**Complete the following:**
A: Which organizations are named anywhere in the article on the two ivermectin deaths in New Mexico, including its photo caption? List every one.
B: Can you rewrite the paragraph of the ivermectin article that begins "The Food and Drug Administration warned" as a single shorter sentence that keeps its main facts?
C: Proceed with the news article on the ivermectin deaths in New Mexico from its last sentence onward.

+++ Passage +++

2 dead after taking ivermectin in New Mexico

This picture shows the tablets of Ivermectin drugs in Tehatta, West Benga, India on 19 May on 2021. (Photo by Soumyabrata Roy/NurPhoto via Getty Images)

Two people have died in New Mexico after taking a deworming drug to treat COVID-19, officials said.

David Scrase, the acting head of the state health department, said the patients had used ivermectin, an anti-parasitic drug used to treat livestock.

The patients who died were reportedly 38 and 79 years old.

"I know that one of the patients had a fairly serious issue with COVID… The patient was on dialysis and ivermectin was basically taken in lieu of or instead of effective treatments," Scrase said.

The Food and Drug Administration warned against people taking the drug intended for horses, cows and other large livestock after multiple reports of hospitalizations.

The New Mexico Department of Health has been monitoring cases of ivermectin toxicity among persons attempting to treat COVID-19.

+++ Information provided +++

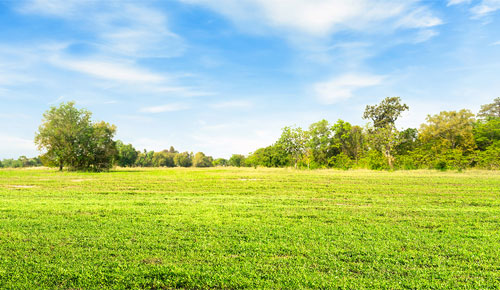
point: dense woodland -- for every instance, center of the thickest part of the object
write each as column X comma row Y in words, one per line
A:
column 448, row 140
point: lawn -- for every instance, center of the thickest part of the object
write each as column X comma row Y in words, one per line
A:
column 235, row 228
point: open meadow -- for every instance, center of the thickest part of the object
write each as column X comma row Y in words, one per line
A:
column 232, row 228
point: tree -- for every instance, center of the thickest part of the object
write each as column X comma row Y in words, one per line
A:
column 407, row 141
column 220, row 162
column 270, row 156
column 487, row 133
column 201, row 160
column 127, row 155
column 490, row 110
column 293, row 141
column 449, row 130
column 320, row 142
column 183, row 159
column 237, row 160
column 384, row 134
column 70, row 139
column 386, row 113
column 347, row 139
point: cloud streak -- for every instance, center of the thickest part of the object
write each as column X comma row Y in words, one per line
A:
column 321, row 18
column 343, row 87
column 165, row 108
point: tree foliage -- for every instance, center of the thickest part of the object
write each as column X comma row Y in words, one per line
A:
column 69, row 138
column 386, row 113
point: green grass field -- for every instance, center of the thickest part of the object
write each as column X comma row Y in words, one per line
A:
column 247, row 228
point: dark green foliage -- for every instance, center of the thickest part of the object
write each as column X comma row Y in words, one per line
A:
column 163, row 159
column 69, row 138
column 490, row 110
column 271, row 156
column 237, row 160
column 201, row 160
column 184, row 159
column 127, row 154
column 386, row 113
column 145, row 159
column 22, row 161
column 487, row 133
column 448, row 140
column 221, row 162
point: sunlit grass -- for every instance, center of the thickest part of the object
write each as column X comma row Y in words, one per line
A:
column 247, row 228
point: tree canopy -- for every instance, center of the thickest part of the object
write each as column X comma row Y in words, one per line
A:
column 70, row 139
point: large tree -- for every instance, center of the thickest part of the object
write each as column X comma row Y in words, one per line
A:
column 69, row 138
column 449, row 130
column 127, row 155
column 320, row 142
column 489, row 111
column 294, row 141
column 386, row 113
column 384, row 134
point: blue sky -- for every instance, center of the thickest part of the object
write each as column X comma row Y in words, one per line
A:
column 224, row 76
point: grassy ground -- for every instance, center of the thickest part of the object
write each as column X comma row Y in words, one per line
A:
column 247, row 228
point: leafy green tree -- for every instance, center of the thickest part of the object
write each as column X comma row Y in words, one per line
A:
column 294, row 141
column 145, row 159
column 490, row 110
column 487, row 133
column 201, row 160
column 61, row 132
column 384, row 135
column 270, row 156
column 101, row 150
column 386, row 113
column 237, row 160
column 320, row 142
column 449, row 130
column 184, row 159
column 347, row 139
column 70, row 139
column 221, row 162
column 127, row 154
column 407, row 141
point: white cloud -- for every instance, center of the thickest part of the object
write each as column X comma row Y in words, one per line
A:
column 485, row 7
column 322, row 17
column 109, row 70
column 424, row 35
column 127, row 29
column 165, row 108
column 232, row 104
column 456, row 2
column 419, row 18
column 343, row 87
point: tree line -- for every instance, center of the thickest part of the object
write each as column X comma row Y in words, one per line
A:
column 450, row 139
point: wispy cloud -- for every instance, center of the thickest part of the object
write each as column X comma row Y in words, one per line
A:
column 108, row 70
column 322, row 17
column 343, row 87
column 130, row 29
column 485, row 7
column 456, row 2
column 165, row 108
column 233, row 104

+++

**Results by task:**
A:
- Food and Drug Administration
- New Mexico Department of Health
- NurPhoto
- Getty Images

B: After several reports of hospitalizations, the FDA warned people not to take the drug meant for horses, cows and other large livestock.

C:
All deaths related to ivermectin fall under the statutory requirement to report to the Office of the Medical Investigator in the state.

During the COVID-19 pandemic, ivermectin dispensing by retail pharmacies has increased, as has use of veterinary formulations available over the counter but not intended for human use. The National Institutes of Health’s (NIH) COVID-19 Treatment Guidelines Panel has determined that there is currently insufficient data to recommend ivermectin for treatment of COVID-19.

In 2021, poison control centers across the U.S. received a three-fold increase in the number of calls for human exposures to ivermectin compared to the pre-pandemic baseline. In some cases, people have ingested ivermectin-containing products purchased without a prescription, including topical formulations and veterinary products.

Veterinary formulations intended for use in large animals such as horses, sheep, and cattle can be highly concentrated and result in overdoses when used by humans. 
Animal products may also contain inactive ingredients that have not been evaluated for use in humans. People who take inappropriately high doses of ivermectin above FDA-recommended dosing may experience toxic effects.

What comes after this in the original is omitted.